Records from a dataset:

━━━━━━━━━━━━━━━━━━━━

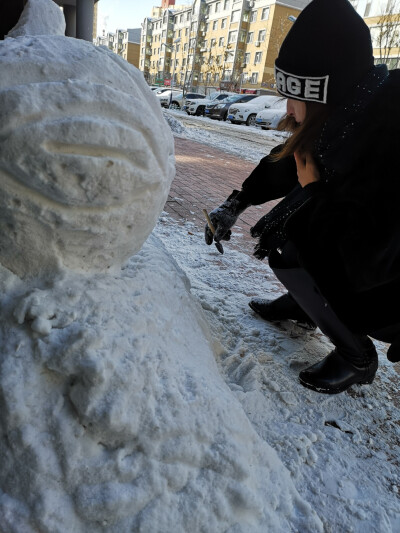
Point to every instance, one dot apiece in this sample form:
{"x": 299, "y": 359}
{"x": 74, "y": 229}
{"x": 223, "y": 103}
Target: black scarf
{"x": 335, "y": 150}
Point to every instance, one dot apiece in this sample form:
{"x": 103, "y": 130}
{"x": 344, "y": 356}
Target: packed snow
{"x": 114, "y": 414}
{"x": 147, "y": 397}
{"x": 84, "y": 174}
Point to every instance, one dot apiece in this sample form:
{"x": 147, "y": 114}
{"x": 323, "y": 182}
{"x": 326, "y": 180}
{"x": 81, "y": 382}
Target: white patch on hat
{"x": 309, "y": 88}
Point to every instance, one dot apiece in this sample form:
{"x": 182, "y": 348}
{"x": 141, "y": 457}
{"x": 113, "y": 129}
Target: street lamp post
{"x": 173, "y": 66}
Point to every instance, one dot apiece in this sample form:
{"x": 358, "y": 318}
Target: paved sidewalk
{"x": 205, "y": 177}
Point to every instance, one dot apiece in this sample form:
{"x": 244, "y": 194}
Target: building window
{"x": 232, "y": 37}
{"x": 261, "y": 35}
{"x": 235, "y": 17}
{"x": 265, "y": 13}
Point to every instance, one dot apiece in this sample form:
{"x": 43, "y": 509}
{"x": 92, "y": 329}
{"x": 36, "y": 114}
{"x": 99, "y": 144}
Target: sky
{"x": 123, "y": 14}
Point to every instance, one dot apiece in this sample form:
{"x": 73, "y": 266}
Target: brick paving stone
{"x": 205, "y": 176}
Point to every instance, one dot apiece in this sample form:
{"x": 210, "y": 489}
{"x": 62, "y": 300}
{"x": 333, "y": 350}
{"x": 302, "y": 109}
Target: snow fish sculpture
{"x": 113, "y": 416}
{"x": 86, "y": 159}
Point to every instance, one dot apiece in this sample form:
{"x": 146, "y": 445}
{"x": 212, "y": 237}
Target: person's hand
{"x": 307, "y": 170}
{"x": 223, "y": 218}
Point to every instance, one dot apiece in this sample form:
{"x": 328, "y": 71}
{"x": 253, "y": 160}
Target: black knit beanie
{"x": 326, "y": 53}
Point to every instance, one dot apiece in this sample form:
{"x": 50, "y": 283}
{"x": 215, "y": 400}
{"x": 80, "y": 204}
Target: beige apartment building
{"x": 383, "y": 19}
{"x": 230, "y": 44}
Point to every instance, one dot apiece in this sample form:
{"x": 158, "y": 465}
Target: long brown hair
{"x": 305, "y": 134}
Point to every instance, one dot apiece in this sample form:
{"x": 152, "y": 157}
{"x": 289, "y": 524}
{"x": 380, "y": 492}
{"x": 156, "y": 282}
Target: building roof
{"x": 134, "y": 35}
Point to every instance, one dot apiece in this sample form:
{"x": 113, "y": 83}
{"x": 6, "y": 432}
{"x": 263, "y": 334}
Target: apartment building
{"x": 230, "y": 44}
{"x": 125, "y": 43}
{"x": 383, "y": 19}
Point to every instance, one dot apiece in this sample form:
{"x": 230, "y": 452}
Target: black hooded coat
{"x": 347, "y": 232}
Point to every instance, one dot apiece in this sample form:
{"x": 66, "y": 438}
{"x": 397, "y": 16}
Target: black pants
{"x": 307, "y": 294}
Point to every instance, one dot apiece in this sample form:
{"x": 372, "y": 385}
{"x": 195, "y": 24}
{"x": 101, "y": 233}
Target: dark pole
{"x": 10, "y": 11}
{"x": 70, "y": 20}
{"x": 84, "y": 19}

━━━━━━━━━━━━━━━━━━━━

▶ _Task requirements_
From the listing, extract all text exactly as given and drop any picture.

▶ _Answer in full_
Point to every instance, one dot apiece in this sample form:
{"x": 299, "y": 359}
{"x": 74, "y": 229}
{"x": 223, "y": 103}
Target: black scarf
{"x": 335, "y": 150}
Point to every instance, one dot apiece in this sample form:
{"x": 103, "y": 130}
{"x": 344, "y": 356}
Target: packed snow
{"x": 114, "y": 414}
{"x": 147, "y": 397}
{"x": 84, "y": 174}
Point to every instance, one dot apiece in this sample form:
{"x": 147, "y": 114}
{"x": 323, "y": 182}
{"x": 326, "y": 180}
{"x": 81, "y": 382}
Target: white patch on hat
{"x": 309, "y": 88}
Point to every instance, one dot apiece in this sample form:
{"x": 182, "y": 348}
{"x": 141, "y": 457}
{"x": 113, "y": 129}
Target: street lamp post
{"x": 173, "y": 66}
Point to every instance, one dot apiece in this sample form:
{"x": 358, "y": 318}
Target: paved sidewalk
{"x": 205, "y": 177}
Point to every instance, one dot apiece in this sample form:
{"x": 244, "y": 194}
Target: building window
{"x": 232, "y": 37}
{"x": 261, "y": 35}
{"x": 235, "y": 17}
{"x": 265, "y": 13}
Point to every instance, one dot apiece in this sample form:
{"x": 43, "y": 509}
{"x": 92, "y": 329}
{"x": 36, "y": 114}
{"x": 99, "y": 144}
Target: sky
{"x": 123, "y": 14}
Point to every instance, one dot apiece in this sample form:
{"x": 73, "y": 266}
Target: brick paving stone
{"x": 205, "y": 176}
Point to every instance, one dot apiece in this sample form:
{"x": 210, "y": 489}
{"x": 62, "y": 300}
{"x": 333, "y": 350}
{"x": 302, "y": 109}
Target: snow fish sculpture
{"x": 113, "y": 416}
{"x": 86, "y": 159}
Point to every instance, one dot apiece in this sample form:
{"x": 146, "y": 445}
{"x": 212, "y": 237}
Target: person's hand
{"x": 307, "y": 170}
{"x": 223, "y": 218}
Point to every instance, one dot apiece in this sample form:
{"x": 328, "y": 71}
{"x": 253, "y": 160}
Target: black knit beanie
{"x": 326, "y": 53}
Point to every instance, one dot apiece in this sample form:
{"x": 50, "y": 283}
{"x": 215, "y": 400}
{"x": 80, "y": 204}
Target: beige apartment building
{"x": 383, "y": 19}
{"x": 230, "y": 44}
Point to every instance, one dot apiece in this sample form:
{"x": 158, "y": 465}
Target: long brown hair
{"x": 305, "y": 134}
Point to every instance, one dot apiece in this sample form:
{"x": 152, "y": 157}
{"x": 289, "y": 524}
{"x": 380, "y": 492}
{"x": 156, "y": 282}
Target: building roof
{"x": 134, "y": 35}
Point to every instance, one dot apiece in this sample form:
{"x": 113, "y": 83}
{"x": 6, "y": 432}
{"x": 263, "y": 334}
Target: apartment building
{"x": 230, "y": 44}
{"x": 125, "y": 43}
{"x": 383, "y": 19}
Point to every instance, one dot apiece in this sample form:
{"x": 230, "y": 452}
Target: black hooded coat
{"x": 347, "y": 232}
Point to every instance, one dot apiece in this sample form:
{"x": 66, "y": 438}
{"x": 397, "y": 16}
Target: black pants
{"x": 307, "y": 294}
Point to every instance, one dot apiece in this sample form:
{"x": 372, "y": 385}
{"x": 195, "y": 24}
{"x": 101, "y": 233}
Target: dark pole
{"x": 10, "y": 11}
{"x": 70, "y": 20}
{"x": 84, "y": 19}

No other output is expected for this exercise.